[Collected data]
=== Begin Enclosure ===

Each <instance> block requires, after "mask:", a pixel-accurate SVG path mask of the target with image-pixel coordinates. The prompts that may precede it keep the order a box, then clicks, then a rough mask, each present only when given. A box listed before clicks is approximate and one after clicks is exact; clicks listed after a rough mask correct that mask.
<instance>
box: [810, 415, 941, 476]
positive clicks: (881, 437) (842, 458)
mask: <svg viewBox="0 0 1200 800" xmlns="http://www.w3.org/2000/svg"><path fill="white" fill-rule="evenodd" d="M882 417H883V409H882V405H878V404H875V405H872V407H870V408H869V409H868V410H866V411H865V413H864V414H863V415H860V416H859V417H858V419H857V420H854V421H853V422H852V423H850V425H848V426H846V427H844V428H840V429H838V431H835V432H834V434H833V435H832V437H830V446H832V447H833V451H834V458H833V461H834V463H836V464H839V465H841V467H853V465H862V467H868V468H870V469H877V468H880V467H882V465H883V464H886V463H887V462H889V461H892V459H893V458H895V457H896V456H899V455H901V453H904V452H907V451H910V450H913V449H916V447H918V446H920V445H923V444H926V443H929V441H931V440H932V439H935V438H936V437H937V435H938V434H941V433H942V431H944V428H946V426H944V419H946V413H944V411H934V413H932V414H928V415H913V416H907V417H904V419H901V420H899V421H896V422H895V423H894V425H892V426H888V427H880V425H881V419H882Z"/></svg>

=== End Enclosure ===

What is needed:
Which lines in the data above contain "instance"? Show each one.

Answer to this task:
Each <instance> block requires, after "mask:", a pixel-accurate SVG path mask of the target with image-pixel coordinates. The prompts that may precede it keep the order a box, then clicks, then a rough mask, each present only when given. A box listed before clicks is approximate and one after clicks is exact; clicks listed after a rough mask correct that mask.
<instance>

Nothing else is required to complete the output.